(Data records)
----

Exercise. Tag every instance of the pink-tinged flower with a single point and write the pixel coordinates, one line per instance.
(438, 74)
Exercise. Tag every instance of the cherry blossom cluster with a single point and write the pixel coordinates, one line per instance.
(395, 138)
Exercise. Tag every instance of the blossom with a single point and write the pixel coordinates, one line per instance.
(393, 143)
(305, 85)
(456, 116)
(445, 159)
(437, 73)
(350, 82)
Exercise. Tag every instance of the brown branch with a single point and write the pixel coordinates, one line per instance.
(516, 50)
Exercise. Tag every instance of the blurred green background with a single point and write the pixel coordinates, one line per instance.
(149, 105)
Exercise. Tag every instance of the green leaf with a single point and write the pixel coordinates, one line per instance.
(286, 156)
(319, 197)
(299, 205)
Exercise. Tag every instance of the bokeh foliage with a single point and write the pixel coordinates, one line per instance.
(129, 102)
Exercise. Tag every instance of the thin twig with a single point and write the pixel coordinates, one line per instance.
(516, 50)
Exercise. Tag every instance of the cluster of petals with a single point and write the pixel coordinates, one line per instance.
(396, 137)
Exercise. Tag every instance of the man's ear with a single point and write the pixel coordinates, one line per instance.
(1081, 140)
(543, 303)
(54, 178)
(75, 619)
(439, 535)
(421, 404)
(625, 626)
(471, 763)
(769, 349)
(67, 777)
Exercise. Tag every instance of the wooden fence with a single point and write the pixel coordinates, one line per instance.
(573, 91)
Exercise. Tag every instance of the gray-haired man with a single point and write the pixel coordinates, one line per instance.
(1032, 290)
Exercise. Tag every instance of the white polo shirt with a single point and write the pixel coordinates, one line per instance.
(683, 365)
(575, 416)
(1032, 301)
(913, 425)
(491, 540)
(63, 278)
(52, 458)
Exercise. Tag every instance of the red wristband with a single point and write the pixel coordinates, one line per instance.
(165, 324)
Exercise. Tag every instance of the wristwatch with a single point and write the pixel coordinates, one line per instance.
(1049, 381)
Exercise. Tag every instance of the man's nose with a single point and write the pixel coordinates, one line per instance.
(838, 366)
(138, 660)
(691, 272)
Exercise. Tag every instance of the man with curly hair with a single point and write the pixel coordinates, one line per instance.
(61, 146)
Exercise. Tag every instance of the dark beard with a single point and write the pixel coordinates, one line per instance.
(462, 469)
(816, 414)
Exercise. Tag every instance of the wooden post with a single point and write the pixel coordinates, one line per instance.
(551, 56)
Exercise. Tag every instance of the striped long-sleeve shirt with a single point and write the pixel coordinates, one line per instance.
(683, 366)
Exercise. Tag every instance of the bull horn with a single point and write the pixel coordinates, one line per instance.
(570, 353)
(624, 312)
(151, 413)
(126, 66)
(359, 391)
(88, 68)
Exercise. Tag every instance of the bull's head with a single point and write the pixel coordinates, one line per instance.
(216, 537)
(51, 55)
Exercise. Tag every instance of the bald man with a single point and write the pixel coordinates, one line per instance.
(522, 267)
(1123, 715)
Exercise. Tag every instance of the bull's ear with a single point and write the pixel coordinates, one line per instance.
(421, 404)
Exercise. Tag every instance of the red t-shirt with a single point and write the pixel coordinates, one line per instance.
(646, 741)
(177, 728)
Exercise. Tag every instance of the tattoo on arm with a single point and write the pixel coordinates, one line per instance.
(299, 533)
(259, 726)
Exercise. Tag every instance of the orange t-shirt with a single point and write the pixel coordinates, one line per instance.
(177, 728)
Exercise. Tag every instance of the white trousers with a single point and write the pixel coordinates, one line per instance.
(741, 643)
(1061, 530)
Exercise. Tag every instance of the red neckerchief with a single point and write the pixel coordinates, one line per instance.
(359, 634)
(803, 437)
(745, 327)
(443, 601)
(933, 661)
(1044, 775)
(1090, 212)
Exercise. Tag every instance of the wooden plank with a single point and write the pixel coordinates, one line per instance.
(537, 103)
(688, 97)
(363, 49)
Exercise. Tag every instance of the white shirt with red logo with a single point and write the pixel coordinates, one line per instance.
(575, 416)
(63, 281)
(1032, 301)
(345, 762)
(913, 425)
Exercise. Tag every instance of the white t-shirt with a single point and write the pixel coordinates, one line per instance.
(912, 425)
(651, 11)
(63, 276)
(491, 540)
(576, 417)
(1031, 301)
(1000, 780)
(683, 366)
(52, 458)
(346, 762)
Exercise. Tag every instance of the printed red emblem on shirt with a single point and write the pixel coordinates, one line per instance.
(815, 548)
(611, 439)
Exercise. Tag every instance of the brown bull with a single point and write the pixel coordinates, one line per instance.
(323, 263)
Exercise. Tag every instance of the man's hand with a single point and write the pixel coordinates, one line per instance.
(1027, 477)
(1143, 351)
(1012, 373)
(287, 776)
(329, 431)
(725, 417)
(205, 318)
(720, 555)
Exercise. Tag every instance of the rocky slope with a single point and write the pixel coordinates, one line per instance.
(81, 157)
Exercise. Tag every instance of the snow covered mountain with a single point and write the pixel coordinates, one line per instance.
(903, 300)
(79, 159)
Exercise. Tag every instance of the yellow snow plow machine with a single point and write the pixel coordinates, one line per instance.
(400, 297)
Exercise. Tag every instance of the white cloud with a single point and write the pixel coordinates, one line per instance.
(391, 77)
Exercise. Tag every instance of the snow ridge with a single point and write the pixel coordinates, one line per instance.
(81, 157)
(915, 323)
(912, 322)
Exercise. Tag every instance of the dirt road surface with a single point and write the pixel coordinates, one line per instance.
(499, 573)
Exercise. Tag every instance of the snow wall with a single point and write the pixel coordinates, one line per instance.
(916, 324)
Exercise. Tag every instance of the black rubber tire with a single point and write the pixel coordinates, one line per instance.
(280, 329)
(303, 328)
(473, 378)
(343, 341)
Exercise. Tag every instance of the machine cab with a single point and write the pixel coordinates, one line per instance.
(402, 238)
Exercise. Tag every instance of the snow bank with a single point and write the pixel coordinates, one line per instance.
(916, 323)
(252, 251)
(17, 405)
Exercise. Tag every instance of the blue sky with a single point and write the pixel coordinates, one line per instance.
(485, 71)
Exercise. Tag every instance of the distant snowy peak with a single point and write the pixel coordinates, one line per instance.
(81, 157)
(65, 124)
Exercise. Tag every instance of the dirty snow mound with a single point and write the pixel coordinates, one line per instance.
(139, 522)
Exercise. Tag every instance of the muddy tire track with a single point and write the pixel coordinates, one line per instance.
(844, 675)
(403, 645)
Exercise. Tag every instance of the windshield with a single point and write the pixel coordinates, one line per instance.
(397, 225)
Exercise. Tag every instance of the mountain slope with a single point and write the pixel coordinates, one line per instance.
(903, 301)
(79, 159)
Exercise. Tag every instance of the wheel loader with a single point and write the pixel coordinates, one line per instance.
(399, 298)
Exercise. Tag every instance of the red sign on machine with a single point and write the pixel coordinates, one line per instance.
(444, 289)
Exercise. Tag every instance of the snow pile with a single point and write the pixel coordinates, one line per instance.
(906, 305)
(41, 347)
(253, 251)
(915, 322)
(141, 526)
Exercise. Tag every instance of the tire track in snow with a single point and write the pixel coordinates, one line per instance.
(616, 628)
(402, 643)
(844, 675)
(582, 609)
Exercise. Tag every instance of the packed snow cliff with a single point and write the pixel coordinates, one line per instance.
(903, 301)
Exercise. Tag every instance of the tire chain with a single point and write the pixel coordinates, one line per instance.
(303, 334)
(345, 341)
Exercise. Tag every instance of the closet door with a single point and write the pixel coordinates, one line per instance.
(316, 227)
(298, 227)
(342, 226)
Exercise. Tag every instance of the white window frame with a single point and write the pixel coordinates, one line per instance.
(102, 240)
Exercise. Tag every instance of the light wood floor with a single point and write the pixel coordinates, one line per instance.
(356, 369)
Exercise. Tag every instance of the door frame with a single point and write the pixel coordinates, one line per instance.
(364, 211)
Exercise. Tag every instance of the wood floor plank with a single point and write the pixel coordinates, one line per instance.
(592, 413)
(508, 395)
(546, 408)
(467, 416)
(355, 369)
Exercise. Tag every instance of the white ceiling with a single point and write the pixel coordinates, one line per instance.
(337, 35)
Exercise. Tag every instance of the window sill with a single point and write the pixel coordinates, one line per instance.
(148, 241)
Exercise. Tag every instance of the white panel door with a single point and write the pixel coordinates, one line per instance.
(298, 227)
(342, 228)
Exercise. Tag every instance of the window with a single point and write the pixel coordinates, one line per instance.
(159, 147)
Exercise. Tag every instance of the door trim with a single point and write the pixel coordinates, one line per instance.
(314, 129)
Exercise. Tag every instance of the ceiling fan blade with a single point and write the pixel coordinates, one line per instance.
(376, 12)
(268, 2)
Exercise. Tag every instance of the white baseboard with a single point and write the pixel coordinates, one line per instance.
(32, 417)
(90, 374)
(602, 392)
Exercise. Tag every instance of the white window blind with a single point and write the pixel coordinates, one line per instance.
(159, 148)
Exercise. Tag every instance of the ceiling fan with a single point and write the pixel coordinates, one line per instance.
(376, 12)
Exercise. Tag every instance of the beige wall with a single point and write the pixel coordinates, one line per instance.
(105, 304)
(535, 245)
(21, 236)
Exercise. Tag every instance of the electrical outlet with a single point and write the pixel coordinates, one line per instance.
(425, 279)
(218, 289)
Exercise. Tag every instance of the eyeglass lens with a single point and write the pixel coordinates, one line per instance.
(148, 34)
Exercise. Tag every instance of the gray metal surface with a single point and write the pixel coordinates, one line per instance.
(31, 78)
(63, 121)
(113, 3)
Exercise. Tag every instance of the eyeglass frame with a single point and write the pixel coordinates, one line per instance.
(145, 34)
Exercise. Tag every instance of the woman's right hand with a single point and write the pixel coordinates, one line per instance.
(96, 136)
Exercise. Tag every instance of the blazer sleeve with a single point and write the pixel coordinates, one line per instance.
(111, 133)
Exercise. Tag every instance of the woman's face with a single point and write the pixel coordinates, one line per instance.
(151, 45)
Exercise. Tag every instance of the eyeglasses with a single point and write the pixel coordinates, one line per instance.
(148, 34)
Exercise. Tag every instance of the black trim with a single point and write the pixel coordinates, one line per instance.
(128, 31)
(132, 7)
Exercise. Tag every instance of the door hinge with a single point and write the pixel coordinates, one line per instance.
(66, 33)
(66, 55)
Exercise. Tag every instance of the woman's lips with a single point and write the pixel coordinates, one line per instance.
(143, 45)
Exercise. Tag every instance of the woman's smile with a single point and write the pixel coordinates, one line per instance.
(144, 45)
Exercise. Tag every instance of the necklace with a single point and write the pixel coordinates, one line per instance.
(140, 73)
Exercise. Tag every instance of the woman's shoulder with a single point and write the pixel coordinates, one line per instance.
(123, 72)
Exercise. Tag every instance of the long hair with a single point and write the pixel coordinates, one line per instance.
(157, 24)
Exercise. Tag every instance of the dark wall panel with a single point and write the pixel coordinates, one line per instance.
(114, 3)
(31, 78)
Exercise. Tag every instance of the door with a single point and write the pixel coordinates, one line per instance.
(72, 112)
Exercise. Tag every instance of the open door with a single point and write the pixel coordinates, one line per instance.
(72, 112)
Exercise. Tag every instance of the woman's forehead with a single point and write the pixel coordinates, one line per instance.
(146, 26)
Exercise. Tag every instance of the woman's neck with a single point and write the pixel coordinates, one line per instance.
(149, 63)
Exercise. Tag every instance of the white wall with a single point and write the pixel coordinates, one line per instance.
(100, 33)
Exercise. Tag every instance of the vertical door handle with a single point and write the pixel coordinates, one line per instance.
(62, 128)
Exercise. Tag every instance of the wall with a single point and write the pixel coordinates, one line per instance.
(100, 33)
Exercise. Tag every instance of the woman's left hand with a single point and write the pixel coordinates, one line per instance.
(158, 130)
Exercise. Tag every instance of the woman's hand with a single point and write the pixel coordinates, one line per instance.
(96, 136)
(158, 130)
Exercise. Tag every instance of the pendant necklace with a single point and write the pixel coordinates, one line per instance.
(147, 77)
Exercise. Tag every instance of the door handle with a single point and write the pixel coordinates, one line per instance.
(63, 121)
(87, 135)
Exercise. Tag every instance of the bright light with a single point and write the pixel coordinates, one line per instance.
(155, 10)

----

- PROBLEM DESCRIPTION:
Everything from the line containing "Exercise. Tag every instance of the wall" through the last line of the records must be given again exactly; leave out all other lines.

- OUTPUT:
Exercise. Tag every instance of the wall with a single point and write the pixel coordinates, one line per instance.
(100, 33)
Exercise. Tag every instance of the woman's left hand with a single point and write the pixel coordinates, one line per instance.
(158, 130)
Exercise. Tag every instance of the woman's hand with a single point and write the pixel coordinates, one line per instance.
(96, 136)
(158, 130)
Exercise. Tag every instance of the pendant necklace with a single point and write the pixel coordinates, one line per instance.
(147, 77)
Exercise. Tag every instance of the door handle with a single point and write the pixel coordinates, one line per instance.
(63, 121)
(87, 135)
Exercise. Tag every instance of the bright light with a single point and write the pixel coordinates, one line per instance.
(155, 10)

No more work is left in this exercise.